▸ **PASSAGE GIVEN**:
▬▬▬▬▬▬▬▬▬▬
Question

Prove that energy of ${{n}^{th}}$ orbit is inversely proportional to square of the principal quantum number.

Answer 1

Hint:We know that an electron is revolving around the nucleus in a uniform circular motion, and for a body to move in circular motion there must be a centripetal force acting towards the center. In case of an electron of mass $m$ revolving in its orbit of radius $r$ this centripetal force is provided by the electrostatic force of attraction between the electron and nucleus.
$\dfrac{m{{v}^{2}}}{r}=\dfrac{1}{4\pi {{\in }_{{}^\circ }}}.\dfrac{{{e}^{2}}}{{{r}^{2}}}$
From above find the kinetic energy of the electron.Also, find the potential energy of the electron by: $PE=qV\text{ where, }V=\dfrac{q}{4\pi {{\varepsilon }_{{}^\circ }}r}$
The total energy of the electron will be given by the sum of both its kinetic energy and potential energy.
▬▬▬▬▬▬▬▬▬▬
▸ **DIRECTIVES**:
1. In the passage on orbit energy, what supplies the centripetal force on the revolving electron?
2. Carry on the solution about the energy of the nth orbit from the point where it stops.

▸ **SUPPLIED ENTRIES**:
▬▬▬▬▬▬▬▬▬▬
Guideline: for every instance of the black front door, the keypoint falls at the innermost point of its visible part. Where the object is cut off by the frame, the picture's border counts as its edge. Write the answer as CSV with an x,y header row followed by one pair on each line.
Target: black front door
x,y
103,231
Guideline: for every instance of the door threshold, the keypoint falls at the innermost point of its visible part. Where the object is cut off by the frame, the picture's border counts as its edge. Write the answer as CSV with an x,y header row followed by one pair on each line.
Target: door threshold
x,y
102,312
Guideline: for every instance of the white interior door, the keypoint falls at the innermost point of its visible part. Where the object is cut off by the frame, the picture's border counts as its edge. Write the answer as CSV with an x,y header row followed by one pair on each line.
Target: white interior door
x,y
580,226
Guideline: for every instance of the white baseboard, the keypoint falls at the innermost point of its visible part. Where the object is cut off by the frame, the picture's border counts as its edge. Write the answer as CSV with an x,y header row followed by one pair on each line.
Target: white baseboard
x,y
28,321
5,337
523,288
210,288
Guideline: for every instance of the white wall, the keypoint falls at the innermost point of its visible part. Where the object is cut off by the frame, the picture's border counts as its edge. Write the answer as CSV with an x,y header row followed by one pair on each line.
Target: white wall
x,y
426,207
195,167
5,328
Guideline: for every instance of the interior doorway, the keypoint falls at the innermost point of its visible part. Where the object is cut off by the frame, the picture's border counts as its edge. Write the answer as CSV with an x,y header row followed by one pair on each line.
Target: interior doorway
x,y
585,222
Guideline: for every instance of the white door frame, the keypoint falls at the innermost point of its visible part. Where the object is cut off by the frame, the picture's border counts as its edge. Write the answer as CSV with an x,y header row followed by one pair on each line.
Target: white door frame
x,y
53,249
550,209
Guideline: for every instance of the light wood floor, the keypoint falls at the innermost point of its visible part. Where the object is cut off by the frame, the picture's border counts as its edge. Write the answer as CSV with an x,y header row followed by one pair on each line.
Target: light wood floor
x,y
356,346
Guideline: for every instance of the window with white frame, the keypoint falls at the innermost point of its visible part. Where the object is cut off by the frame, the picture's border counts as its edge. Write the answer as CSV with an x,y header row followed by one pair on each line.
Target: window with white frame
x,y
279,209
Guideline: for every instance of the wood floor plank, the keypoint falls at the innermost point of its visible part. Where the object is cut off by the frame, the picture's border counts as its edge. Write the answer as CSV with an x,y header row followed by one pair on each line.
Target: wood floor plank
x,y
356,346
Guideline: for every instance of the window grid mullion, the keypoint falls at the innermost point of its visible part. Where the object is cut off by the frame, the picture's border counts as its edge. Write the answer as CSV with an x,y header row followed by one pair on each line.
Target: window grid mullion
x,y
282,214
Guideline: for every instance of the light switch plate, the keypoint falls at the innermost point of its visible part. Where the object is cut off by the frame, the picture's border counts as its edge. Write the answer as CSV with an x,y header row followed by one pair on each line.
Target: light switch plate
▬▬▬▬▬▬▬▬▬▬
▸ **RESPONSES**:
1. The electrostatic force of attraction between the electron and the nucleus supplies it.

2.
Complete step by step answer:
1. We will consider an electron revolving in the ${{n}^{th}}$ orbit around the hydrogen nucleus. Let m be the mass, -e be the charge of electron, v be the linear speed of electron, r be the radius of ${{n}^{th}}$ orbit. According to Bohr’s first postulate, the centripetal force acting on the electron = the electrostatic force of attraction exerted by the nucleus on the electron. Hence,
$\dfrac{m{{v}^{2}}}{r}=\dfrac{1}{4\pi {{\in }_{{}^\circ }}}.\dfrac{{{e}^{2}}}{{{r}^{2}}}$
  $\Rightarrow m{{v}^{2}}=\dfrac{1}{4\pi {{\in }_{{}^\circ }}}.\dfrac{{{e}^{2}}}{r}$..........................………....eq1
where ${{\in }_{{}^\circ }}$ = permittivity of the free space.
2. Kinetic energy of electron is given by :
$KE=\dfrac{m{{v}^{2}}}{2}$ .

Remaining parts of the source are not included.